**Work to be completed:**
Rewrite the entries below with "ObjectDetector" replaced by "BoxLocator" wherever it occurs, leaving everything else unchanged.

-*-

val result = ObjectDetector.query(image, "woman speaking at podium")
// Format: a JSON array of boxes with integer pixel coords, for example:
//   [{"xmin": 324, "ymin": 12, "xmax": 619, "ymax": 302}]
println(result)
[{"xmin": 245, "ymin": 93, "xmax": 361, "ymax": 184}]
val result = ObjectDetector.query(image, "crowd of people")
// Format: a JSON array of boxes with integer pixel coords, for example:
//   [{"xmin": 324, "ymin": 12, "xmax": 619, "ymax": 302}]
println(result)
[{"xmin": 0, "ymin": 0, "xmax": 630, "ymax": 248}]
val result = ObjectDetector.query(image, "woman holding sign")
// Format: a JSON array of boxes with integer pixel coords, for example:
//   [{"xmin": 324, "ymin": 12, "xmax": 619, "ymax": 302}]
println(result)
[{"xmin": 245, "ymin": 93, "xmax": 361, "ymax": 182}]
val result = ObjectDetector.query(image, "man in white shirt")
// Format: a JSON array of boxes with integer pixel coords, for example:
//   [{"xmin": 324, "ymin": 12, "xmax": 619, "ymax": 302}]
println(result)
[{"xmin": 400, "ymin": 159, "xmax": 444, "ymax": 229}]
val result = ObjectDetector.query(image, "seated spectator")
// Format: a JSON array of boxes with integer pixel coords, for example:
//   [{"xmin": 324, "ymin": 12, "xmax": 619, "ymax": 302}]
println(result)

-*-

**Task answer:**
val result = BoxLocator.query(image, "woman speaking at podium")
// Format: a JSON array of boxes with integer pixel coords, for example:
//   [{"xmin": 324, "ymin": 12, "xmax": 619, "ymax": 302}]
println(result)
[{"xmin": 245, "ymin": 93, "xmax": 361, "ymax": 184}]
val result = BoxLocator.query(image, "crowd of people")
// Format: a JSON array of boxes with integer pixel coords, for example:
//   [{"xmin": 324, "ymin": 12, "xmax": 619, "ymax": 302}]
println(result)
[{"xmin": 0, "ymin": 0, "xmax": 630, "ymax": 248}]
val result = BoxLocator.query(image, "woman holding sign")
// Format: a JSON array of boxes with integer pixel coords, for example:
//   [{"xmin": 324, "ymin": 12, "xmax": 619, "ymax": 302}]
println(result)
[{"xmin": 245, "ymin": 93, "xmax": 361, "ymax": 182}]
val result = BoxLocator.query(image, "man in white shirt")
// Format: a JSON array of boxes with integer pixel coords, for example:
//   [{"xmin": 324, "ymin": 12, "xmax": 619, "ymax": 302}]
println(result)
[{"xmin": 400, "ymin": 159, "xmax": 444, "ymax": 229}]
val result = BoxLocator.query(image, "seated spectator")
// Format: a JSON array of boxes with integer pixel coords, for example:
//   [{"xmin": 324, "ymin": 12, "xmax": 619, "ymax": 302}]
println(result)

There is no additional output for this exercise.